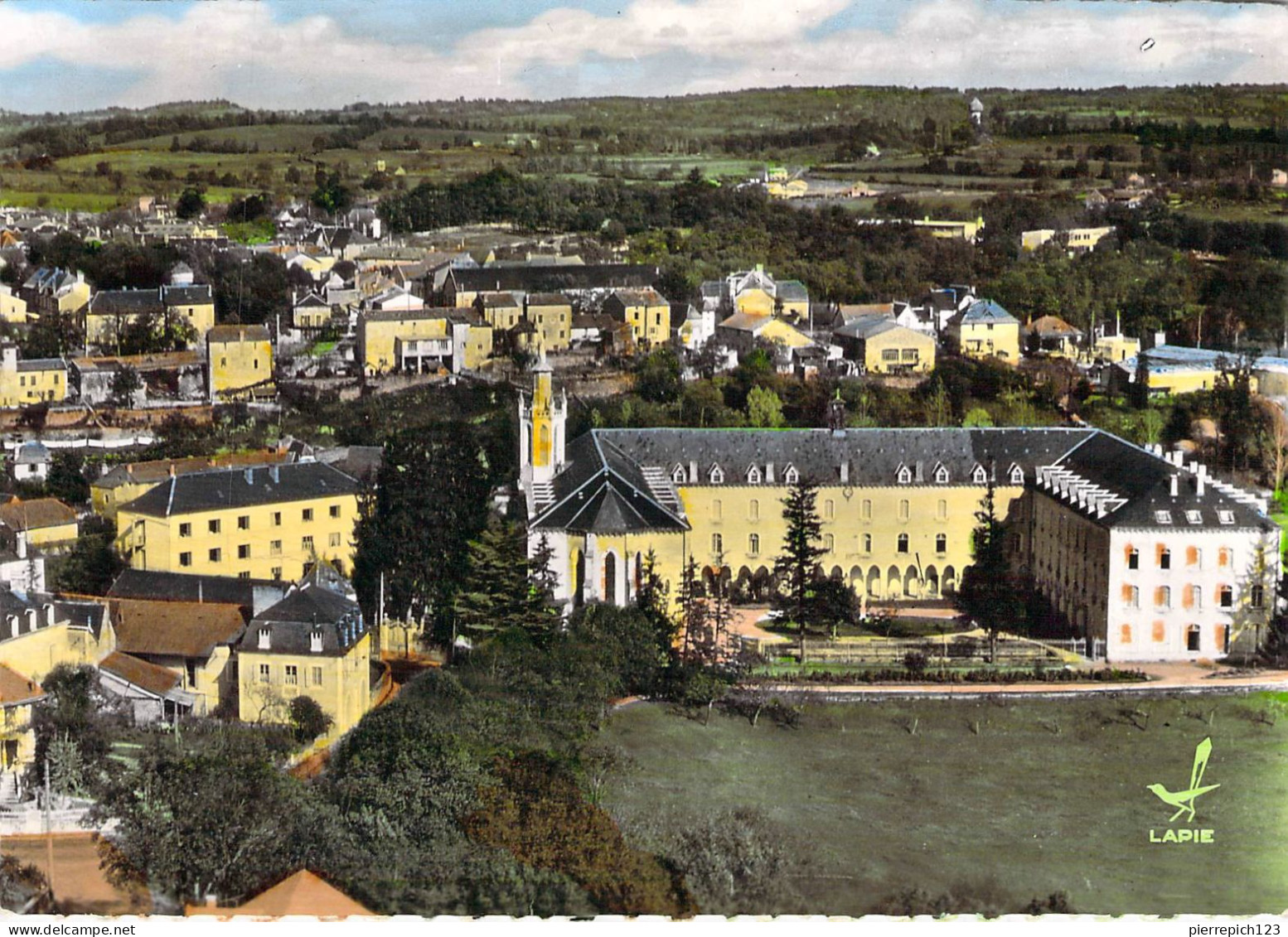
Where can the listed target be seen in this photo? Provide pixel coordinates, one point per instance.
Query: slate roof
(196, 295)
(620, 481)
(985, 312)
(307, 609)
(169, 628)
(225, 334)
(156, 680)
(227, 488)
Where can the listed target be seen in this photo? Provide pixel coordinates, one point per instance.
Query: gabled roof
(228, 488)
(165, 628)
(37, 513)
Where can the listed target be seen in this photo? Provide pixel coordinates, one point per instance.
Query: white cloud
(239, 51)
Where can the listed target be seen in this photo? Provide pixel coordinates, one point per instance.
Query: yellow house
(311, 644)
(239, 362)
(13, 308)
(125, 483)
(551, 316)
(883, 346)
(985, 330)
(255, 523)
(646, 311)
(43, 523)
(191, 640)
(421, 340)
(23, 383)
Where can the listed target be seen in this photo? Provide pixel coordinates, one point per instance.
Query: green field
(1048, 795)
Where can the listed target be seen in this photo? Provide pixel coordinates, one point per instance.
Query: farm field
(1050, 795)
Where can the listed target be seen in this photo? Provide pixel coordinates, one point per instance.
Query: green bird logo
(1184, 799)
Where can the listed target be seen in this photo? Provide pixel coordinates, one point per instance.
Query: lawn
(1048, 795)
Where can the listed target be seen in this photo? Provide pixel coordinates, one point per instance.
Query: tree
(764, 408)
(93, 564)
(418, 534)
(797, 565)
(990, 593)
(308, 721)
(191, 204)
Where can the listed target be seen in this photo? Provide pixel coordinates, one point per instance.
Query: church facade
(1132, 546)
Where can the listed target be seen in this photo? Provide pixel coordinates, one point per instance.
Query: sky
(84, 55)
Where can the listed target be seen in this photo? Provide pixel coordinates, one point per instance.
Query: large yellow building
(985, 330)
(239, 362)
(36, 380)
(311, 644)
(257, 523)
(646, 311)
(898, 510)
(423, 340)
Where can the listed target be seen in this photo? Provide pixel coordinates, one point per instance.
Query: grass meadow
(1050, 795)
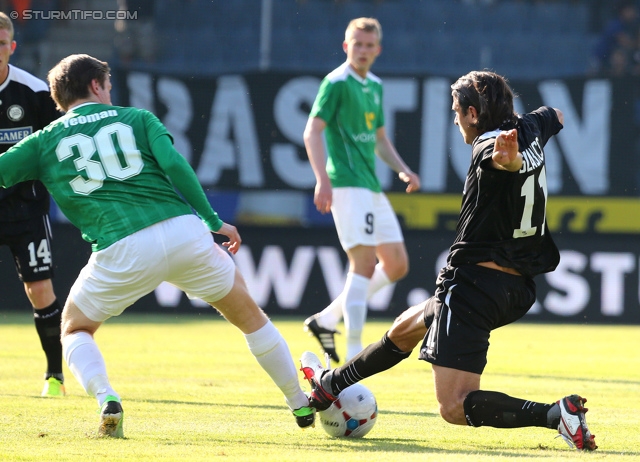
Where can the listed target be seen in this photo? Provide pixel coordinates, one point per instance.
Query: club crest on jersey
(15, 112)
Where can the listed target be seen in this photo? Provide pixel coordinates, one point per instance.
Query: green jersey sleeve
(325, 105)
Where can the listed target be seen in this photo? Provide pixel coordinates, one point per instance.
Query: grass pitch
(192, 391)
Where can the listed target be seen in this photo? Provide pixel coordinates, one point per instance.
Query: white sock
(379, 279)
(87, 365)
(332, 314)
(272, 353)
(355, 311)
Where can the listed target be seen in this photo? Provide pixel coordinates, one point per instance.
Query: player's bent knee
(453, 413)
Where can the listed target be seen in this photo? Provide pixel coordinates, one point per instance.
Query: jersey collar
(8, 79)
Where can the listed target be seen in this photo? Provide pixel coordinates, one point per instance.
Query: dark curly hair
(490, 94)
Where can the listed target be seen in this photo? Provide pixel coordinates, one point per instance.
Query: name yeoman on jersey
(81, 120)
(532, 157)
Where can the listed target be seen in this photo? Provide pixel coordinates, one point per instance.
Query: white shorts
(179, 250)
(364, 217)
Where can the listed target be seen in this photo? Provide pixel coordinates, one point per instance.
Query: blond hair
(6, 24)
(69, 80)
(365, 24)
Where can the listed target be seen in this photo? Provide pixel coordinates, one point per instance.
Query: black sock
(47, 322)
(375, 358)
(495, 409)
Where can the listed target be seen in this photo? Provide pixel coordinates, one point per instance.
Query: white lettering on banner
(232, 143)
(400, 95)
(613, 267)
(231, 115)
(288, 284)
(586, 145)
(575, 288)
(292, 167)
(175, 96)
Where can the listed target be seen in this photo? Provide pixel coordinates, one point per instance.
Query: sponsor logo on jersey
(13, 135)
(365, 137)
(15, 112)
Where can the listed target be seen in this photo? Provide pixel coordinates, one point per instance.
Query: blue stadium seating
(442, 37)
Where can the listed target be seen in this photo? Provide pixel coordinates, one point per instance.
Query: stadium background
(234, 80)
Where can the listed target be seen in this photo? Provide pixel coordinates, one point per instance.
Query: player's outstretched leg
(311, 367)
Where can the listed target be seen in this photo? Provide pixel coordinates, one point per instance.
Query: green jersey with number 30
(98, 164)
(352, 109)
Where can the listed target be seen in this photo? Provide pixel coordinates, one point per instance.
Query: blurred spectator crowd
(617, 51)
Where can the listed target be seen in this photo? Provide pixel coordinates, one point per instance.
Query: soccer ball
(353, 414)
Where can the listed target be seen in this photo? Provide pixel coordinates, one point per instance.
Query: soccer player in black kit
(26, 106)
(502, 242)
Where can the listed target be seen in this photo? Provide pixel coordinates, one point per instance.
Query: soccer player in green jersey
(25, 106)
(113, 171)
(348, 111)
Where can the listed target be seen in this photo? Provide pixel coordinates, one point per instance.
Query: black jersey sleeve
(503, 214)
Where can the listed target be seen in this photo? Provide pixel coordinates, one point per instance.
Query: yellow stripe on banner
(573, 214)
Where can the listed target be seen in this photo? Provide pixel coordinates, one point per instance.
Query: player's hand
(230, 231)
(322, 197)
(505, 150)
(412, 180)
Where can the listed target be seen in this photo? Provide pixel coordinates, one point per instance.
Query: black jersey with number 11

:::::

* [WORK REQUEST]:
Copy each entry above exactly; drop the pictures.

* [EXPECTED OUTPUT]:
Where can the listed target be seen in this photo? Provide pixel coordinates, one point per instance.
Query: slate roof
(196, 295)
(620, 481)
(985, 312)
(307, 609)
(169, 628)
(225, 334)
(156, 680)
(227, 488)
Where can the listed target be seen in this photo? Provide pixel coordinates, one point per instance.
Query: gabled roof
(228, 488)
(165, 628)
(37, 513)
Where can the listed target be seen in this photo? Provide pixel coordinates, one point per instance.
Query: white cloud
(239, 51)
Where can the listed target be seen in this photo? Provide pixel coordinates, one point per instance.
Query: yellow house
(311, 644)
(239, 362)
(13, 308)
(125, 483)
(551, 316)
(883, 346)
(985, 330)
(255, 523)
(646, 311)
(43, 523)
(191, 640)
(421, 340)
(23, 383)
Where can the listed target be seen in this photo? Provide pixel coordinates, one point per instance.
Query: green field
(1048, 795)
Where can the listed target be seen in this photo? Provide pixel coordinates, one point per instance.
Query: farm field
(1050, 795)
Where can the listed target be seen in this photo? Provide pixel coordinates, one point per instance.
Query: green bird logo
(1184, 799)
Where can the listed target be seen in this photo? Provide pixel coordinates, one point per instance.
Query: lawn
(1048, 795)
Where can the listed target be seen in this photo? Provide pixel coordinates, one point per instance.
Query: tree
(764, 408)
(93, 564)
(418, 534)
(797, 565)
(990, 593)
(308, 721)
(191, 204)
Where can the listed target be seen in this photo? Provide pixel coordinates, one point per instance.
Query: church facade
(1132, 546)
Where can the listed target be seen in this photo? Provide pixel coordinates, one point per instance.
Query: sky
(84, 55)
Where can the listed target be seen in this photo? Provide pixel coordinates, one point per instance.
Query: large yellow building
(985, 330)
(239, 362)
(36, 380)
(311, 644)
(257, 523)
(646, 311)
(898, 510)
(423, 340)
Where can the listed target be seen in this photo? Provide pixel coordinates, one point per instance.
Query: grass meadow
(1050, 795)
Where can the listed target be seen in this photo? Provide pixel coordinates, one point per instance.
Query: club crest on jersey
(15, 112)
Where can the listed target be seen in this photo? Provide pixel coordinates, one point per instance.
Query: green jersey sleeve
(325, 105)
Where can the listed target be seen in this photo? Provide pixel coordinates, one point per instance.
Query: grass pitch
(192, 391)
Where can the listed target be seen in this photo? Provide pixel coordinates, one point per instance.
Query: white sock
(379, 279)
(87, 365)
(332, 314)
(272, 353)
(355, 311)
Where can the listed target be seen in this photo? Provide pixel coordinates, one point per instance.
Query: player's bent knee
(453, 413)
Where can the listed target be seen in this photo? Provide pixel coordinates, one point per instance.
Query: jersey collar
(8, 79)
Where can the listed target be seen in this photo? Provide pixel coordinates, one point per instance.
Query: dark curly hair
(490, 94)
Where can the listed target be seen in this photo? Provide pixel coordinates, one point per instance.
Query: name yeoman on jersey
(81, 120)
(532, 157)
Where can the listed target be seen in this photo? Provide pixel coordinates, one point per instance.
Query: white shorts
(179, 250)
(364, 217)
Where can the listed target be seen in this photo? Provide pixel coordinates, one point per instance.
Query: blond hair
(6, 24)
(69, 80)
(365, 24)
Where can the listed target be seen in this photo? Provide pixel coordinates, one point per instance.
Query: black sock
(47, 322)
(375, 358)
(495, 409)
Where can the listed target be seen in this photo? Provide pixel coordinates, one point per instance.
Query: white lettering on banner
(232, 143)
(400, 95)
(613, 267)
(231, 115)
(288, 284)
(586, 145)
(575, 288)
(292, 167)
(175, 96)
Where can the listed target be seen in this photo? Provide pixel coordinates, one point per instance.
Query: sponsor logo on jersey
(13, 135)
(365, 137)
(15, 112)
Where can the listed target be seen in this photo? Provide pixel coordinates, one point per instance.
Query: blue stadium seating
(442, 37)
Where can the listed target be seen in this photo? Provide pixel coordinates, one point per instance.
Query: stadium background
(234, 80)
Where can the listed target be seen in this photo? Provide pixel coordinates, one point per instance.
Query: player's outstretched leg
(311, 367)
Where can the listed target be seen in this photo? Provide pixel coordinates, one point per instance.
Query: green jersey with number 30
(98, 164)
(352, 109)
Where can the listed target be seen in this photo? Provide pixel coordinates, one point per instance.
Query: blurred spectator crowd
(617, 51)
Where can the listed target be seen in this photo? Provide pixel coordinates, one point per instance.
Query: soccer ball
(353, 414)
Where can the listed target be seen in this photo? Provide pixel coordinates, one point per instance.
Query: soccer player in black kit
(26, 106)
(502, 242)
Where can the listed target be seen in this photo? Provide pixel coordinates, one point per instance.
Query: soccer player in green jersey
(25, 106)
(113, 171)
(348, 111)
Where can the listed target be seen in this photo? Provide pixel coordinates, one point per instance.
Query: black jersey sleeve
(503, 214)
Where can the listed target be seen in this photo? Provide pixel coordinates, one point per instance.
Query: yellow stripe on banner
(573, 214)
Where can the listed target be seen in this photo? Provide pixel coordinates, one point per instance.
Query: player's hand
(230, 231)
(322, 197)
(505, 150)
(412, 180)
Where can the listed target be seen in this photo? Provide pixel coordinates, one point per instance.
Query: black jersey with number 11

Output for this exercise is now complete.